(PARTS OF THE EXERCISE):
**a.** In the text about the folk song "Freight Train," which folk singer sang the vocal when Chas McDevitt re-recorded the song and had a chart hit?
**b.** Pick up the text on the folk song "Freight Train" after its final sentence and carry it forward.

(EXTRACT PROVIDED):
"Freight Train" is an American folk song written by Elizabeth Cotten in the early 20th century, and popularized during the American folk revival and British skiffle period of the 1950s and 1960s.  By Cotten's own account in the 1985 BBC series Down Home, she composed “Freight Train” as a teenager (sometime between 1906 and 1912), inspired by the sound of the trains rolling in on the tracks near her home in North Carolina.

Cotten was a one-time nanny for folk singer Peggy Seeger, who took this song with her to England, where it became popular in folk music circles.  British songwriters Paul James and Fred Williams subsequently misappropriated it as their own composition and registered a claim of copyright in the song.  Under their credit, it was then recorded by British skiffle singer Chas McDevitt, who recorded the song in December, 1956.  Under advice from his manager (Bill Varley), McDevitt then brought in folk-singer Nancy Whiskey and re-recorded the song with her doing the vocal; the result was a chart hit. McDevitt's version influenced many young skiffle groups of the day, including The Quarrymen. Under the advocacy of the influential Seeger family, the copyright was eventually restored to Cotten.  Nevertheless, it remains mis-credited in many sources.

The Elizabeth Cotten recording for the Folksongs and Instrumentals with Guitar album was made by Mike Seeger in late 1957, early 1958, at Cotten's home in Washington, D.C. Ramblin' Jack Elliott recorded this song in 1957.  It is included on the CD, The Lost Topic Tapes: Cowes Harbour 1957.

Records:
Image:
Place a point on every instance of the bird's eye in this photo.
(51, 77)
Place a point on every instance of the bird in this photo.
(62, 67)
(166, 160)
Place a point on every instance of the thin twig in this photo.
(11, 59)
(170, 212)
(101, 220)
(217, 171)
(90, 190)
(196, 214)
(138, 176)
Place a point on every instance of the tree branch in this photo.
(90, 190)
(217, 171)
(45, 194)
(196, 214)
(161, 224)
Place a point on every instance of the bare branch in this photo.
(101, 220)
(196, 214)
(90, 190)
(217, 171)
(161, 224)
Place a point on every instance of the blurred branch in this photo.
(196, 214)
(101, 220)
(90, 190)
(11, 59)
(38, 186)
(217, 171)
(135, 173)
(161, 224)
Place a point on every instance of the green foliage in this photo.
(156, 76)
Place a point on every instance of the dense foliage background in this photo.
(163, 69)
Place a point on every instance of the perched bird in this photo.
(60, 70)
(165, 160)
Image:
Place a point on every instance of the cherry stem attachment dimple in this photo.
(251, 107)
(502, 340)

---

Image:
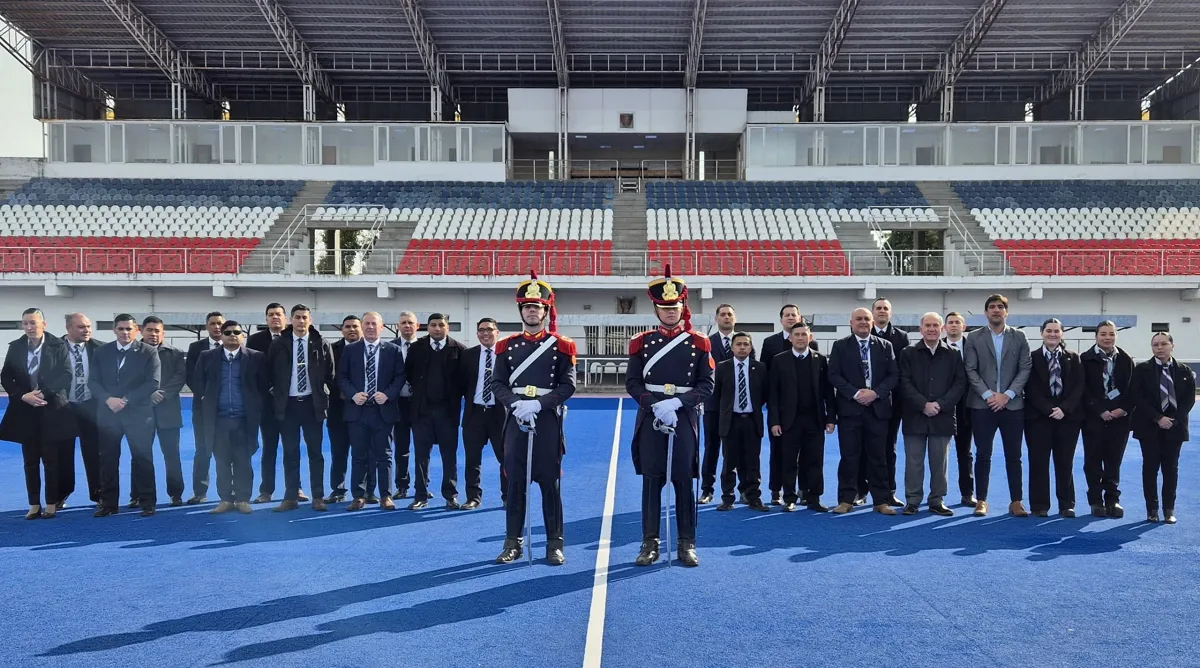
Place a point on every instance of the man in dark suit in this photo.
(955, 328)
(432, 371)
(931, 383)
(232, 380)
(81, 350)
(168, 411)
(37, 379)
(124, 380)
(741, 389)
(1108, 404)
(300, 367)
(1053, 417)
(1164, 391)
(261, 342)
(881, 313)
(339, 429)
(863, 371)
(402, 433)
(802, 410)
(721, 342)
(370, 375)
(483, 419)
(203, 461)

...

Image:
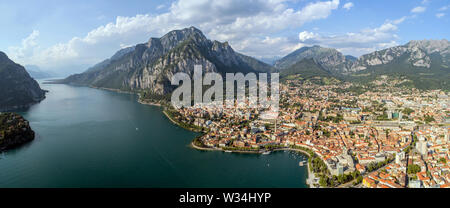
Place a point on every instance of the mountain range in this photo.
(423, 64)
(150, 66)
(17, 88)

(ANSWERS BY TASK):
**a.** Nancy Whiskey

**b.**
Beatles cover versions
According to author Mark Lewisohn, in The Complete Beatles Chronicles (p. 362), the young Quarrymen-Beatles performed it live from 1957 till at least 1959, if not later, with John Lennon on lead vocal. No recorded version is known to survive. However, in January 1991, while doing recorded rehearsals in Sussex, England for the initial Unplugged TV show, Paul McCartney and his band performed various classic skiffle songs. The concluding number was "Freight Train", though it was abruptly stopped just a few seconds into the song (this recording is available on an unauthorized release called Paul McCartney Limelight). In 2009 Quarrymen member Rod Davis recorded the song and released it on his album Under The Influence.

Notable cover versions
Many artists have since recorded their own version of the song. Among the most prominent are:
Chas McDevitt Skiffle Group featuring Nancy Whiskey (No. 5 on the UK Singles Chart in 1957)
Rusty Draper (charted to the US top ten, end of 1957)
Esther and Abi Ofarim (israeli singers who recorded it on their american folk album, end of 1963) 
Esther Ofarim (Le Train, french version, 1965)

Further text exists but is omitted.